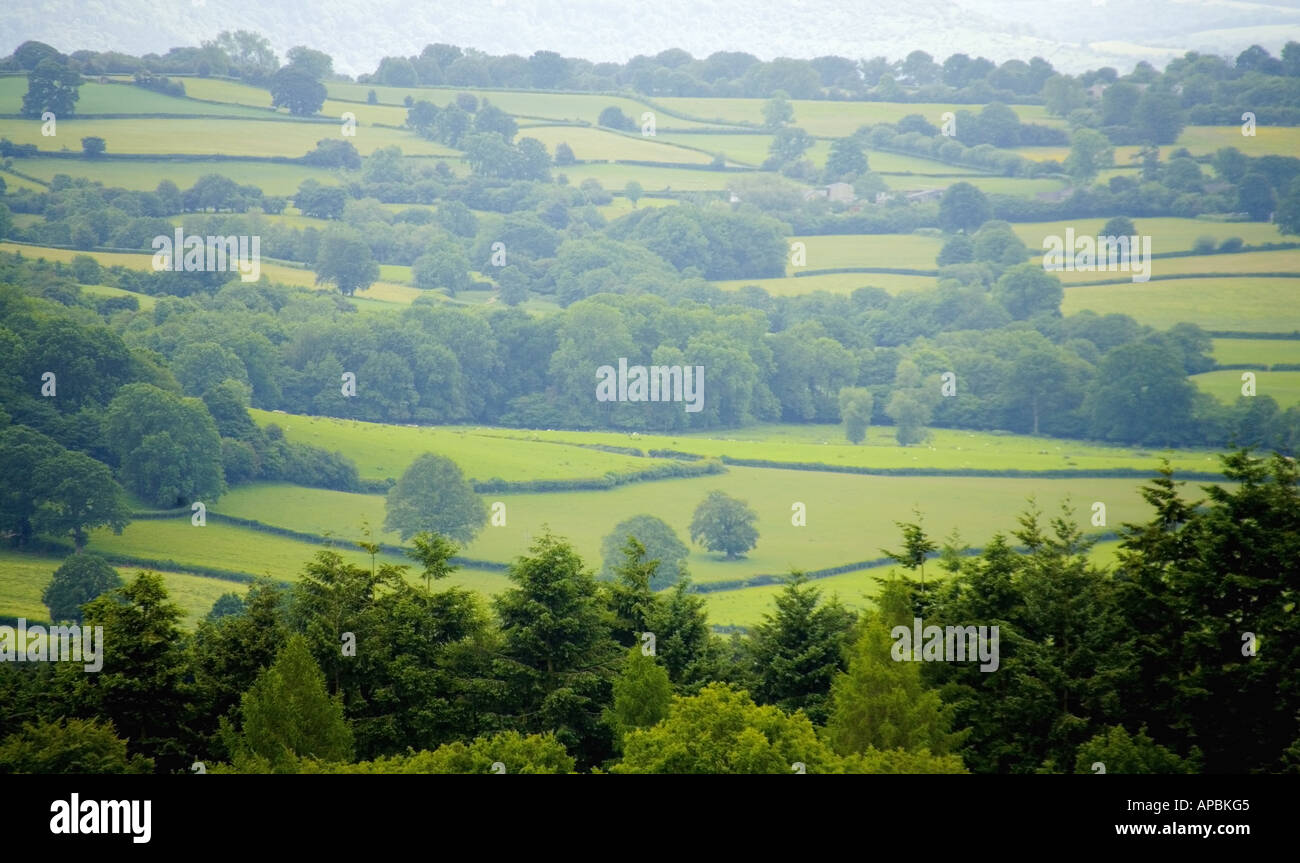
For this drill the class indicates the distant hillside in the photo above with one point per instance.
(1071, 34)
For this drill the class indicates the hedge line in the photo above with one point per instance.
(298, 536)
(610, 480)
(1242, 334)
(1092, 473)
(1178, 276)
(897, 270)
(767, 579)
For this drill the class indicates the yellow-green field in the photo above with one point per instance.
(909, 251)
(211, 137)
(1166, 235)
(590, 143)
(1226, 385)
(830, 118)
(122, 99)
(849, 516)
(1238, 304)
(833, 283)
(24, 577)
(386, 450)
(1268, 351)
(1277, 261)
(144, 174)
(653, 180)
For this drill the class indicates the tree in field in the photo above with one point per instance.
(558, 655)
(286, 715)
(909, 406)
(1027, 290)
(78, 494)
(168, 446)
(880, 703)
(69, 746)
(963, 208)
(798, 649)
(641, 694)
(345, 259)
(443, 268)
(1255, 196)
(788, 144)
(433, 495)
(915, 546)
(724, 524)
(723, 731)
(78, 580)
(1142, 395)
(1090, 152)
(778, 111)
(612, 117)
(53, 87)
(661, 543)
(1158, 116)
(856, 412)
(846, 160)
(633, 191)
(142, 686)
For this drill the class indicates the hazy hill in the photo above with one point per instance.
(1073, 34)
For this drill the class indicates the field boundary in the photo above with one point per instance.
(1082, 473)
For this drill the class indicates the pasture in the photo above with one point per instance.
(482, 454)
(849, 516)
(1261, 304)
(211, 137)
(1268, 351)
(24, 577)
(1166, 235)
(124, 99)
(144, 174)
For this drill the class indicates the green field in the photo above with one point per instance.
(653, 180)
(208, 137)
(602, 144)
(824, 117)
(105, 290)
(386, 450)
(24, 577)
(947, 450)
(1226, 385)
(255, 553)
(1268, 351)
(144, 174)
(1286, 260)
(833, 283)
(124, 99)
(1166, 235)
(906, 251)
(849, 517)
(1238, 304)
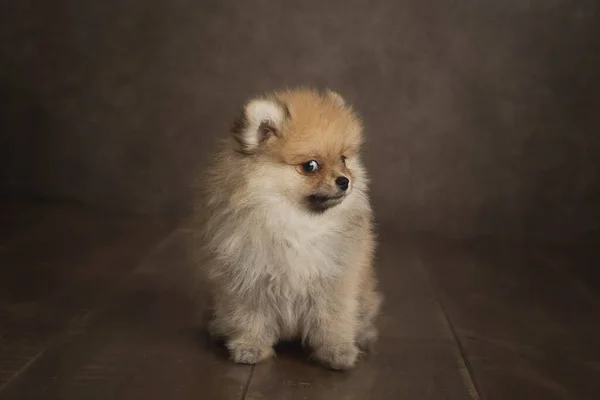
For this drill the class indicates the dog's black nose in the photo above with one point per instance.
(342, 182)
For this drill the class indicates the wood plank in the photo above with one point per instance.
(415, 358)
(57, 270)
(527, 330)
(145, 343)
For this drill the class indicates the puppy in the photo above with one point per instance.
(287, 224)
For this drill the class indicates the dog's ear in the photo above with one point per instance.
(337, 99)
(260, 119)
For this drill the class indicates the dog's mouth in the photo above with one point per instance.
(320, 203)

● What you should do:
Everything in the records must be returned exactly, except the pictures.

● Exercise response:
For this drill the class indicates the distant hillside in the photo above with one point per instance.
(1071, 34)
For this drill the class indicates the hedge line in the photo above with one point per instance.
(298, 536)
(610, 480)
(1242, 334)
(1092, 473)
(1178, 276)
(897, 270)
(767, 579)
For this drill the class indicates the yellow-green field in the photo above with one point per instance.
(909, 251)
(211, 137)
(1166, 235)
(590, 143)
(1226, 385)
(830, 118)
(122, 99)
(849, 516)
(1238, 304)
(833, 283)
(24, 577)
(386, 450)
(1268, 351)
(1277, 261)
(144, 174)
(653, 180)
For this drill the class indicates the tree in field in the photo above with one point per instance.
(558, 655)
(286, 715)
(909, 406)
(1027, 290)
(78, 494)
(168, 446)
(880, 703)
(69, 746)
(963, 208)
(798, 649)
(641, 694)
(345, 259)
(443, 268)
(1255, 196)
(788, 144)
(433, 495)
(915, 546)
(724, 524)
(723, 731)
(78, 580)
(1142, 395)
(1090, 152)
(778, 111)
(612, 117)
(53, 87)
(661, 543)
(1158, 116)
(856, 412)
(846, 160)
(633, 191)
(142, 686)
For this drill the class indicates the hazy hill in the photo above with one point per instance.
(1073, 34)
For this drill the class indicates the field boundary in the photo above with one point per instance.
(1082, 473)
For this drill the class indicates the pasture in the photo above with one point per instance.
(482, 454)
(849, 516)
(1261, 304)
(211, 137)
(1268, 351)
(24, 577)
(1166, 235)
(124, 99)
(144, 174)
For this drill the class indicates the green field in the photo above with one point per instance.
(653, 180)
(208, 137)
(602, 144)
(824, 117)
(105, 290)
(386, 450)
(24, 577)
(947, 450)
(1226, 385)
(255, 553)
(1268, 351)
(144, 174)
(1286, 260)
(833, 283)
(124, 99)
(1166, 235)
(906, 251)
(849, 517)
(1238, 304)
For this drill the class indicates the dog's black nose in the photo above with one point per instance.
(342, 182)
For this drill the class indicates the wood plank in the photo above with one point per instance.
(415, 358)
(57, 270)
(527, 330)
(145, 343)
For this drill the class indicates the puppy in the photo above with one point per instance.
(287, 224)
For this drill the class indicates the dog's ear in the photo above with one point per instance.
(337, 99)
(260, 119)
For this drill the class indicates the dog's mouth in the photo above with one point per instance.
(320, 203)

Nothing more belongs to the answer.